ENTRIES SUPPLIED –
#####

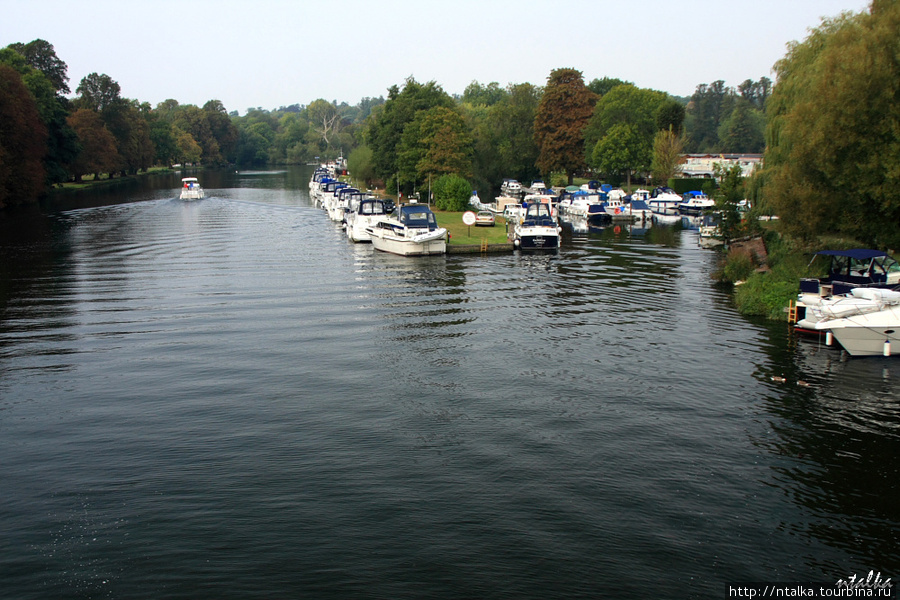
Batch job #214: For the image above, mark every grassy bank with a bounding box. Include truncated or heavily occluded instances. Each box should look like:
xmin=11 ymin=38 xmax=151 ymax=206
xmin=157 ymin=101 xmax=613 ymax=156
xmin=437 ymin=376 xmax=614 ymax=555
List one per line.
xmin=434 ymin=210 xmax=507 ymax=245
xmin=717 ymin=224 xmax=862 ymax=321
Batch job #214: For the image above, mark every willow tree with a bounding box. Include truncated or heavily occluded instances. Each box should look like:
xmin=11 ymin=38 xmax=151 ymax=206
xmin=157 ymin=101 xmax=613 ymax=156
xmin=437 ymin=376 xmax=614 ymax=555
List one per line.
xmin=765 ymin=0 xmax=900 ymax=248
xmin=534 ymin=69 xmax=597 ymax=185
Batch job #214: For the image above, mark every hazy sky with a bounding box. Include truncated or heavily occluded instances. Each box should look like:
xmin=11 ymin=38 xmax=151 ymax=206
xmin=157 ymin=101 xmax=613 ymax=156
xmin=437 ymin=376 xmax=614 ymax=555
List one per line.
xmin=0 ymin=0 xmax=868 ymax=114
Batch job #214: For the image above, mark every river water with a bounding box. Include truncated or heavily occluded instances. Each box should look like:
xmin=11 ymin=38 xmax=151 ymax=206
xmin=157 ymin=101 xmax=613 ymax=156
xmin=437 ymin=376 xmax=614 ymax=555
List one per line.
xmin=0 ymin=168 xmax=900 ymax=599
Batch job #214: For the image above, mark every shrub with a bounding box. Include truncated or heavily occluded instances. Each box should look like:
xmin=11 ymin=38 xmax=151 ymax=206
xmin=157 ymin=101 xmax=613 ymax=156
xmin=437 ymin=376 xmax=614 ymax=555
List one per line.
xmin=432 ymin=174 xmax=472 ymax=211
xmin=722 ymin=250 xmax=756 ymax=283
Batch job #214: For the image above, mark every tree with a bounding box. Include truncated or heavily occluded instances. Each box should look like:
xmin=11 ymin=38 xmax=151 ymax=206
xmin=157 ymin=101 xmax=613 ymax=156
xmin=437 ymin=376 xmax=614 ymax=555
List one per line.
xmin=203 ymin=100 xmax=240 ymax=164
xmin=364 ymin=77 xmax=454 ymax=188
xmin=534 ymin=69 xmax=597 ymax=184
xmin=650 ymin=128 xmax=684 ymax=185
xmin=397 ymin=106 xmax=472 ymax=186
xmin=462 ymin=81 xmax=508 ymax=106
xmin=685 ymin=80 xmax=736 ymax=152
xmin=9 ymin=39 xmax=69 ymax=94
xmin=591 ymin=123 xmax=651 ymax=189
xmin=0 ymin=40 xmax=78 ymax=185
xmin=68 ymin=108 xmax=119 ymax=181
xmin=588 ymin=77 xmax=634 ymax=98
xmin=765 ymin=0 xmax=900 ymax=248
xmin=432 ymin=174 xmax=472 ymax=211
xmin=75 ymin=73 xmax=122 ymax=112
xmin=0 ymin=64 xmax=47 ymax=208
xmin=584 ymin=84 xmax=668 ymax=185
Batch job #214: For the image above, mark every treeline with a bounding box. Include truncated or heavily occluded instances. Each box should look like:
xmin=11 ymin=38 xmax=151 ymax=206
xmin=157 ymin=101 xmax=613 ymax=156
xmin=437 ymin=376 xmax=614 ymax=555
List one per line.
xmin=0 ymin=40 xmax=771 ymax=206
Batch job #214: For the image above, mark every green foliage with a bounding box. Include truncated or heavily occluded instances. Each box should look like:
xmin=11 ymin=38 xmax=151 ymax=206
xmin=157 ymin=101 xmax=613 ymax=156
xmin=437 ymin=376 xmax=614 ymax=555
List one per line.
xmin=650 ymin=129 xmax=684 ymax=184
xmin=0 ymin=64 xmax=47 ymax=208
xmin=365 ymin=77 xmax=453 ymax=181
xmin=667 ymin=177 xmax=712 ymax=194
xmin=590 ymin=123 xmax=652 ymax=182
xmin=734 ymin=273 xmax=799 ymax=321
xmin=722 ymin=250 xmax=756 ymax=283
xmin=347 ymin=146 xmax=375 ymax=185
xmin=534 ymin=69 xmax=597 ymax=182
xmin=432 ymin=174 xmax=472 ymax=211
xmin=397 ymin=106 xmax=472 ymax=187
xmin=765 ymin=1 xmax=900 ymax=248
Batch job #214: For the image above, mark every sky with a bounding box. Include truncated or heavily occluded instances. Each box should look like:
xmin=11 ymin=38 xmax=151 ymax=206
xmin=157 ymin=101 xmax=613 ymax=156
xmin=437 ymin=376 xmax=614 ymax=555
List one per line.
xmin=0 ymin=0 xmax=869 ymax=114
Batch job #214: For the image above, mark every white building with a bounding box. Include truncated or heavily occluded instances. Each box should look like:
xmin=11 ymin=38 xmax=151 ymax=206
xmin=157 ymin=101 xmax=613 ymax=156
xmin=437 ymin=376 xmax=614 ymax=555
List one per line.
xmin=681 ymin=154 xmax=763 ymax=179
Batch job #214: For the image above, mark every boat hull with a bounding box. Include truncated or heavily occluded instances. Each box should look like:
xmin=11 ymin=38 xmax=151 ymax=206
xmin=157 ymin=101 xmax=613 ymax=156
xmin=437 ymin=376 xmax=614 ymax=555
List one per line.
xmin=369 ymin=228 xmax=447 ymax=256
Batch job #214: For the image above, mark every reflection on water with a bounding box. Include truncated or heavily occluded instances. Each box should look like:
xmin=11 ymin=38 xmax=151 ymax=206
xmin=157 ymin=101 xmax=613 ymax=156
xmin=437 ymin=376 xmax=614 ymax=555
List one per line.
xmin=0 ymin=169 xmax=900 ymax=598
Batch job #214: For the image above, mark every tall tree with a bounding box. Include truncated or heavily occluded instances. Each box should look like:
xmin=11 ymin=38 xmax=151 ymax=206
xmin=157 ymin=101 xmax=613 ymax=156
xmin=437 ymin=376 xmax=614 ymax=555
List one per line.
xmin=75 ymin=73 xmax=122 ymax=112
xmin=365 ymin=77 xmax=454 ymax=188
xmin=397 ymin=106 xmax=472 ymax=187
xmin=9 ymin=39 xmax=69 ymax=94
xmin=68 ymin=108 xmax=119 ymax=181
xmin=765 ymin=0 xmax=900 ymax=248
xmin=650 ymin=128 xmax=684 ymax=185
xmin=534 ymin=69 xmax=597 ymax=184
xmin=0 ymin=64 xmax=47 ymax=208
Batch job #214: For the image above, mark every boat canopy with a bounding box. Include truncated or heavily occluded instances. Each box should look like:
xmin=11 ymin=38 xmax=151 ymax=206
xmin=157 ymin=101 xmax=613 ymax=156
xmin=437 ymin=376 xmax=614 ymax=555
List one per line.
xmin=400 ymin=204 xmax=437 ymax=231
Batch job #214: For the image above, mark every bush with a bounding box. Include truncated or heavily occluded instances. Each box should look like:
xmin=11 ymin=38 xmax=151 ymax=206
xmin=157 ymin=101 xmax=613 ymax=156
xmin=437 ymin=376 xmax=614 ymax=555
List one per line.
xmin=722 ymin=250 xmax=756 ymax=283
xmin=432 ymin=174 xmax=472 ymax=212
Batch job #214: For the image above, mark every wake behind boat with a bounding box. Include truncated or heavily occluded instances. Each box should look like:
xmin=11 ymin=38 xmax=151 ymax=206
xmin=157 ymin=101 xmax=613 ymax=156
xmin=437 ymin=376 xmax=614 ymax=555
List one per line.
xmin=181 ymin=177 xmax=203 ymax=200
xmin=366 ymin=204 xmax=447 ymax=256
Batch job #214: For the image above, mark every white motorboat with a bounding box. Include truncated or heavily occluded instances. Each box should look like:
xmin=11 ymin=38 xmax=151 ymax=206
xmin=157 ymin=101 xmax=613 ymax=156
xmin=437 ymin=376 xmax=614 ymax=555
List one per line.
xmin=366 ymin=204 xmax=447 ymax=256
xmin=346 ymin=197 xmax=387 ymax=242
xmin=513 ymin=202 xmax=561 ymax=250
xmin=181 ymin=177 xmax=203 ymax=200
xmin=794 ymin=248 xmax=900 ymax=334
xmin=678 ymin=191 xmax=716 ymax=215
xmin=807 ymin=288 xmax=900 ymax=356
xmin=647 ymin=187 xmax=684 ymax=215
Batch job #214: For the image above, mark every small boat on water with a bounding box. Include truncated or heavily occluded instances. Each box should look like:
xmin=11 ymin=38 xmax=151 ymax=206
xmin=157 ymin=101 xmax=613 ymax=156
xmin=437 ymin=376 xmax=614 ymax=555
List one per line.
xmin=795 ymin=248 xmax=900 ymax=333
xmin=346 ymin=198 xmax=388 ymax=242
xmin=366 ymin=204 xmax=447 ymax=256
xmin=678 ymin=191 xmax=716 ymax=215
xmin=513 ymin=202 xmax=560 ymax=250
xmin=181 ymin=177 xmax=203 ymax=200
xmin=647 ymin=186 xmax=684 ymax=215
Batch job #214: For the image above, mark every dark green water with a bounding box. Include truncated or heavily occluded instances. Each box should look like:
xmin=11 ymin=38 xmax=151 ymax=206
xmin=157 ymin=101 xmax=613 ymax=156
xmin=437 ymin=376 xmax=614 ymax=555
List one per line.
xmin=0 ymin=169 xmax=900 ymax=599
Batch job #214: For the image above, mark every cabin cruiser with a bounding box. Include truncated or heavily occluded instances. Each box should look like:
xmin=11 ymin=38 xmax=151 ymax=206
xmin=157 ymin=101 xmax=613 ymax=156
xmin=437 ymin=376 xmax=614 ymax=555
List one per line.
xmin=181 ymin=177 xmax=203 ymax=200
xmin=647 ymin=187 xmax=684 ymax=215
xmin=795 ymin=248 xmax=900 ymax=333
xmin=559 ymin=190 xmax=609 ymax=224
xmin=366 ymin=204 xmax=447 ymax=256
xmin=678 ymin=191 xmax=716 ymax=215
xmin=513 ymin=202 xmax=561 ymax=250
xmin=346 ymin=197 xmax=388 ymax=242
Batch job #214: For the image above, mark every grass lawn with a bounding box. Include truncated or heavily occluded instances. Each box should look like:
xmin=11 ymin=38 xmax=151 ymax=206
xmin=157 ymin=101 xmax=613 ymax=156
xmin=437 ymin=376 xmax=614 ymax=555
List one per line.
xmin=432 ymin=209 xmax=509 ymax=245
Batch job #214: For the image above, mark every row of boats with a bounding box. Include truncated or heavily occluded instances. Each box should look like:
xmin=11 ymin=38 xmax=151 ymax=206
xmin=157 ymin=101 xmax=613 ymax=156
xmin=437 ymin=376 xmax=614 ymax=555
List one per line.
xmin=309 ymin=165 xmax=447 ymax=256
xmin=790 ymin=249 xmax=900 ymax=356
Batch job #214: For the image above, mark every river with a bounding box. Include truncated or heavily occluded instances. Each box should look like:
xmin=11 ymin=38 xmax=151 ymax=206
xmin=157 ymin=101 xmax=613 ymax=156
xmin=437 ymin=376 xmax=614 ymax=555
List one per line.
xmin=0 ymin=168 xmax=900 ymax=600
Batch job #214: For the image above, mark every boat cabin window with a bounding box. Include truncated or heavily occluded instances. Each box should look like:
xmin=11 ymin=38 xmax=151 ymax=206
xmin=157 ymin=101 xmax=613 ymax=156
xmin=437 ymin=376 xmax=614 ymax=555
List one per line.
xmin=400 ymin=209 xmax=437 ymax=230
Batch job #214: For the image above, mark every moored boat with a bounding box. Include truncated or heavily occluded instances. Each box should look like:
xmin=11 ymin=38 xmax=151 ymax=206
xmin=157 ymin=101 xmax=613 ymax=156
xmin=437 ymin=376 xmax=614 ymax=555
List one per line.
xmin=180 ymin=177 xmax=203 ymax=200
xmin=366 ymin=204 xmax=447 ymax=256
xmin=346 ymin=197 xmax=387 ymax=242
xmin=810 ymin=288 xmax=900 ymax=356
xmin=513 ymin=202 xmax=560 ymax=250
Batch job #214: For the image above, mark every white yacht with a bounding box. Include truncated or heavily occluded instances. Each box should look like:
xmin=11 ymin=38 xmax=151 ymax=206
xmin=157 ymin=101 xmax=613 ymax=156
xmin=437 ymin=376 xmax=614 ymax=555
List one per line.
xmin=181 ymin=177 xmax=203 ymax=200
xmin=366 ymin=204 xmax=447 ymax=256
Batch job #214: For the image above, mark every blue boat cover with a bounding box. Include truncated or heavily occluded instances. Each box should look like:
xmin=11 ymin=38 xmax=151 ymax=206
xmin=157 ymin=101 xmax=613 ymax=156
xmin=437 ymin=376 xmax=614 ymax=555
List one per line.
xmin=816 ymin=248 xmax=888 ymax=260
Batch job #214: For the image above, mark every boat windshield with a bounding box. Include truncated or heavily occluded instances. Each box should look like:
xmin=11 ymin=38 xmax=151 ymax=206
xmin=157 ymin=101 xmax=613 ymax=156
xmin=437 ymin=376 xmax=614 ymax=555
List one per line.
xmin=400 ymin=206 xmax=437 ymax=231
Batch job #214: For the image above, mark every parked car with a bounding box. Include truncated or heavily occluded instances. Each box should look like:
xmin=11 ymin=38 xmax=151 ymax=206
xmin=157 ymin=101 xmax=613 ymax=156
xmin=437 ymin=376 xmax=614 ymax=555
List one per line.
xmin=475 ymin=210 xmax=494 ymax=227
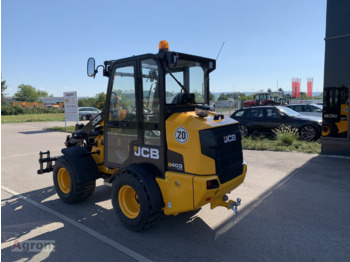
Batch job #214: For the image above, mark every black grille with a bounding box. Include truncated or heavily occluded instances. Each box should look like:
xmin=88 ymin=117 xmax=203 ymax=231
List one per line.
xmin=199 ymin=124 xmax=243 ymax=184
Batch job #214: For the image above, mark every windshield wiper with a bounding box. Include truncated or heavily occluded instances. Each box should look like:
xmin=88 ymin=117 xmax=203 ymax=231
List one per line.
xmin=169 ymin=72 xmax=189 ymax=94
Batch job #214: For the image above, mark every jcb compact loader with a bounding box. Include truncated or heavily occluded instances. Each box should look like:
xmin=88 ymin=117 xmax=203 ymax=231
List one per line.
xmin=38 ymin=41 xmax=247 ymax=231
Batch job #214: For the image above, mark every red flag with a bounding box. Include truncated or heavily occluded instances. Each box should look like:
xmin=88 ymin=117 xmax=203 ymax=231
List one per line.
xmin=307 ymin=78 xmax=313 ymax=97
xmin=297 ymin=78 xmax=301 ymax=97
xmin=292 ymin=78 xmax=297 ymax=97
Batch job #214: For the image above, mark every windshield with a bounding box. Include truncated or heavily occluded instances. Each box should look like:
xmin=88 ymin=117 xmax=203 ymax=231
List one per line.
xmin=276 ymin=106 xmax=300 ymax=117
xmin=165 ymin=60 xmax=208 ymax=104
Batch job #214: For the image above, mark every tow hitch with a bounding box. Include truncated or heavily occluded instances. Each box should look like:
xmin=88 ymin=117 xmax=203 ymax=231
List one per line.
xmin=211 ymin=195 xmax=242 ymax=215
xmin=229 ymin=198 xmax=242 ymax=215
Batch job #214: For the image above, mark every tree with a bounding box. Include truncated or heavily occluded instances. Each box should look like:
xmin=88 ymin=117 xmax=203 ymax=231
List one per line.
xmin=15 ymin=84 xmax=39 ymax=102
xmin=1 ymin=80 xmax=7 ymax=104
xmin=218 ymin=93 xmax=228 ymax=101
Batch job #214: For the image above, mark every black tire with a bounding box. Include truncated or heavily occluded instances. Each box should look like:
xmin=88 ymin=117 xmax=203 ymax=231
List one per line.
xmin=53 ymin=157 xmax=96 ymax=203
xmin=322 ymin=122 xmax=336 ymax=137
xmin=112 ymin=171 xmax=156 ymax=231
xmin=299 ymin=125 xmax=319 ymax=141
xmin=239 ymin=125 xmax=249 ymax=137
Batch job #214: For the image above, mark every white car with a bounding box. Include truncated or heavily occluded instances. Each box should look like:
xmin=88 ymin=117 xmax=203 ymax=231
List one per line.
xmin=78 ymin=107 xmax=101 ymax=120
xmin=286 ymin=104 xmax=323 ymax=117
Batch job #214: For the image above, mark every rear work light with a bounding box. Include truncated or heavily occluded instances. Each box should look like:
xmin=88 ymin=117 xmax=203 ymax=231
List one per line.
xmin=207 ymin=179 xmax=219 ymax=189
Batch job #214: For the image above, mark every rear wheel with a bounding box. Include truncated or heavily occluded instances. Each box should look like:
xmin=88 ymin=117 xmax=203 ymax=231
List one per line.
xmin=322 ymin=122 xmax=335 ymax=137
xmin=53 ymin=157 xmax=96 ymax=203
xmin=299 ymin=125 xmax=318 ymax=141
xmin=239 ymin=125 xmax=249 ymax=136
xmin=112 ymin=172 xmax=154 ymax=231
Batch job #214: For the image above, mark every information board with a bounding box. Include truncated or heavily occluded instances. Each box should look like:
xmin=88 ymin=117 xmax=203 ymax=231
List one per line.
xmin=63 ymin=91 xmax=78 ymax=122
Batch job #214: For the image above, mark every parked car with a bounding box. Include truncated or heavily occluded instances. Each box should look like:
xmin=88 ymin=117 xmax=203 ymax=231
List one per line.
xmin=286 ymin=104 xmax=323 ymax=117
xmin=231 ymin=106 xmax=322 ymax=141
xmin=78 ymin=107 xmax=101 ymax=120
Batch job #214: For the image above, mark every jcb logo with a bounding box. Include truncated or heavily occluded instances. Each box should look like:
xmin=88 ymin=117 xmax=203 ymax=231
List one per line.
xmin=168 ymin=162 xmax=183 ymax=170
xmin=134 ymin=146 xmax=159 ymax=159
xmin=224 ymin=134 xmax=236 ymax=143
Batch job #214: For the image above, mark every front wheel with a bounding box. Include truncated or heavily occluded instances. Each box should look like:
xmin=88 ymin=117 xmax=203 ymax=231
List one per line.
xmin=112 ymin=172 xmax=152 ymax=231
xmin=53 ymin=157 xmax=96 ymax=203
xmin=299 ymin=125 xmax=318 ymax=141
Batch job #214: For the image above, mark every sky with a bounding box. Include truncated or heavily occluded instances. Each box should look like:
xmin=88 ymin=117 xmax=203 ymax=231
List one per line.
xmin=1 ymin=0 xmax=326 ymax=97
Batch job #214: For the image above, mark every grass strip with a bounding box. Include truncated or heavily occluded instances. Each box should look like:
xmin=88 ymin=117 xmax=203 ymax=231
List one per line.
xmin=1 ymin=113 xmax=64 ymax=124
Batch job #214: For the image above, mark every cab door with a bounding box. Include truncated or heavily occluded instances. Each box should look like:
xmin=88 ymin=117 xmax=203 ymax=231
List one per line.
xmin=104 ymin=61 xmax=140 ymax=167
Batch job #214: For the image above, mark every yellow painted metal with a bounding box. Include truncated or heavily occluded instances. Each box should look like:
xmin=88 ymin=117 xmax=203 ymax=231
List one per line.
xmin=118 ymin=185 xmax=140 ymax=219
xmin=210 ymin=163 xmax=247 ymax=209
xmin=156 ymin=171 xmax=194 ymax=215
xmin=91 ymin=124 xmax=117 ymax=175
xmin=156 ymin=163 xmax=247 ymax=215
xmin=335 ymin=104 xmax=349 ymax=134
xmin=166 ymin=112 xmax=237 ymax=175
xmin=57 ymin=167 xmax=71 ymax=194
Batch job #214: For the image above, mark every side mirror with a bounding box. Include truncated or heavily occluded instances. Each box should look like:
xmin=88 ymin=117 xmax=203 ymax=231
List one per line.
xmin=87 ymin=57 xmax=96 ymax=77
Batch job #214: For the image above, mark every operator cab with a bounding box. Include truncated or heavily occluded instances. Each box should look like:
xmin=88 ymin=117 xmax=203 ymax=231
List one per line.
xmin=88 ymin=41 xmax=215 ymax=174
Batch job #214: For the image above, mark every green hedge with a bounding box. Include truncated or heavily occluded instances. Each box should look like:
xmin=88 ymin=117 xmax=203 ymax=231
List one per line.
xmin=1 ymin=105 xmax=64 ymax=116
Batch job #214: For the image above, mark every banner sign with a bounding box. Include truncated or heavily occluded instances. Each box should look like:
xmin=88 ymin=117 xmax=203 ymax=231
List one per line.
xmin=63 ymin=91 xmax=78 ymax=122
xmin=292 ymin=78 xmax=301 ymax=97
xmin=307 ymin=78 xmax=314 ymax=97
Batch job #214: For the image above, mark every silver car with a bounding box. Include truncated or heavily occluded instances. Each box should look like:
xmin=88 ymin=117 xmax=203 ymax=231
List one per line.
xmin=286 ymin=104 xmax=323 ymax=117
xmin=78 ymin=107 xmax=101 ymax=120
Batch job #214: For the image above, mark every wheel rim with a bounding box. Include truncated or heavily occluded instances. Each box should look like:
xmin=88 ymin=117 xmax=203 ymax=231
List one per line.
xmin=300 ymin=126 xmax=316 ymax=140
xmin=57 ymin=167 xmax=71 ymax=194
xmin=118 ymin=185 xmax=140 ymax=219
xmin=239 ymin=126 xmax=248 ymax=136
xmin=322 ymin=125 xmax=331 ymax=136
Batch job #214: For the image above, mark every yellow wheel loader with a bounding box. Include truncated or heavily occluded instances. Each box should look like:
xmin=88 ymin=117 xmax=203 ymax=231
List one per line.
xmin=38 ymin=41 xmax=247 ymax=231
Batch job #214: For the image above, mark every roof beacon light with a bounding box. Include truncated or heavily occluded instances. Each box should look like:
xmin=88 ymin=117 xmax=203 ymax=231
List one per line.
xmin=159 ymin=40 xmax=169 ymax=51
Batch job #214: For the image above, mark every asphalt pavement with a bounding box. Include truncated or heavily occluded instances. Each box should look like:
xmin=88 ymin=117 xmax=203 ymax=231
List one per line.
xmin=1 ymin=122 xmax=350 ymax=262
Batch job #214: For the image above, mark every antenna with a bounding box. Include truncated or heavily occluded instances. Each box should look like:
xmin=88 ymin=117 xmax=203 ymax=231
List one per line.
xmin=215 ymin=41 xmax=225 ymax=60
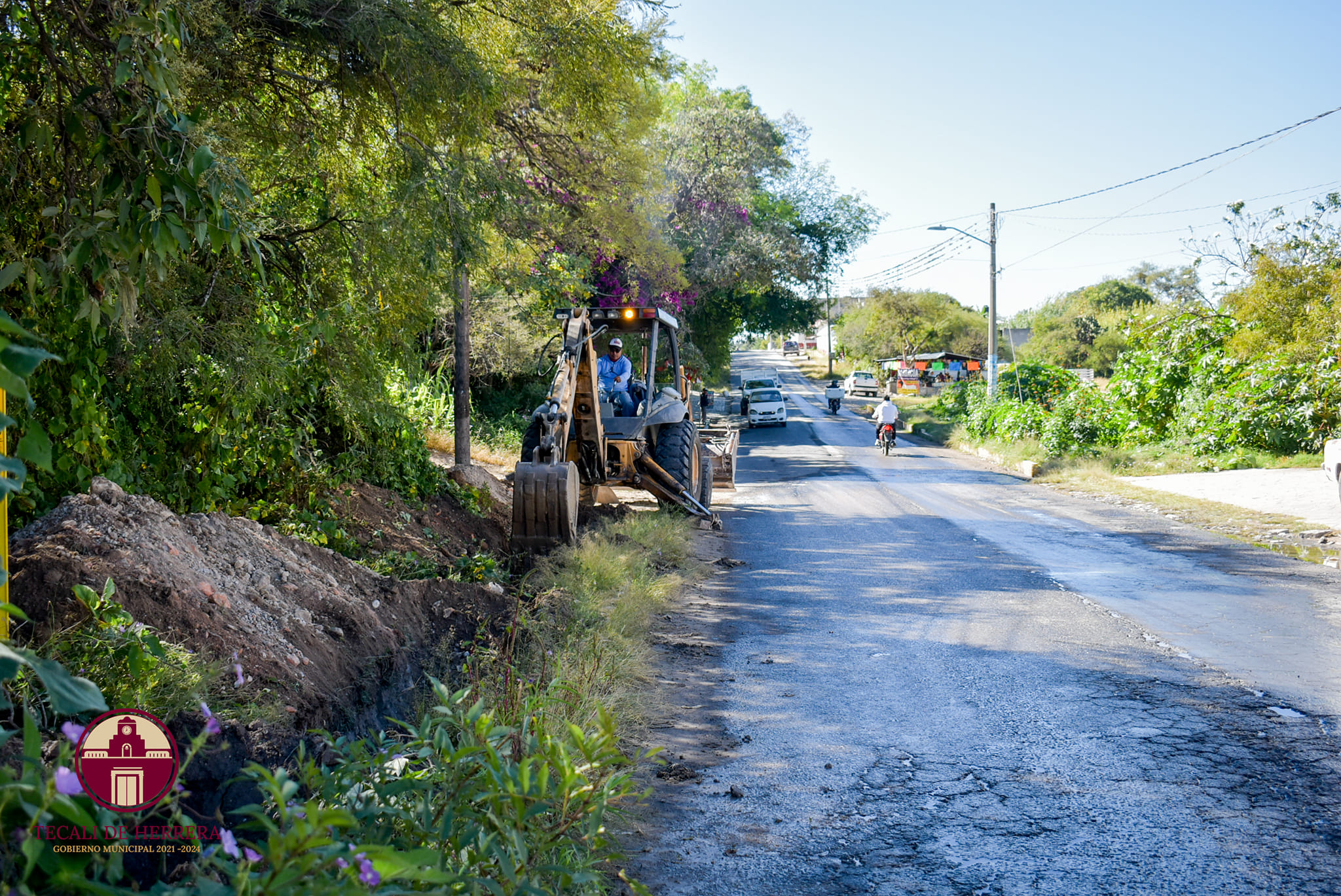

#####

TASK TO COMPLETE – Reproduce the entries verbatim from their first line through the line containing "xmin=717 ymin=224 xmax=862 ymax=321", including both ends. Omit the pictures.

FINAL RESULT –
Batch job #214: For the image above, mark every grassy bank with a bounding box. Include truncated or heavily occluded instances. Each box should look like:
xmin=11 ymin=38 xmax=151 ymax=206
xmin=157 ymin=101 xmax=613 ymax=156
xmin=437 ymin=376 xmax=614 ymax=555
List one per line.
xmin=434 ymin=210 xmax=507 ymax=245
xmin=717 ymin=224 xmax=862 ymax=321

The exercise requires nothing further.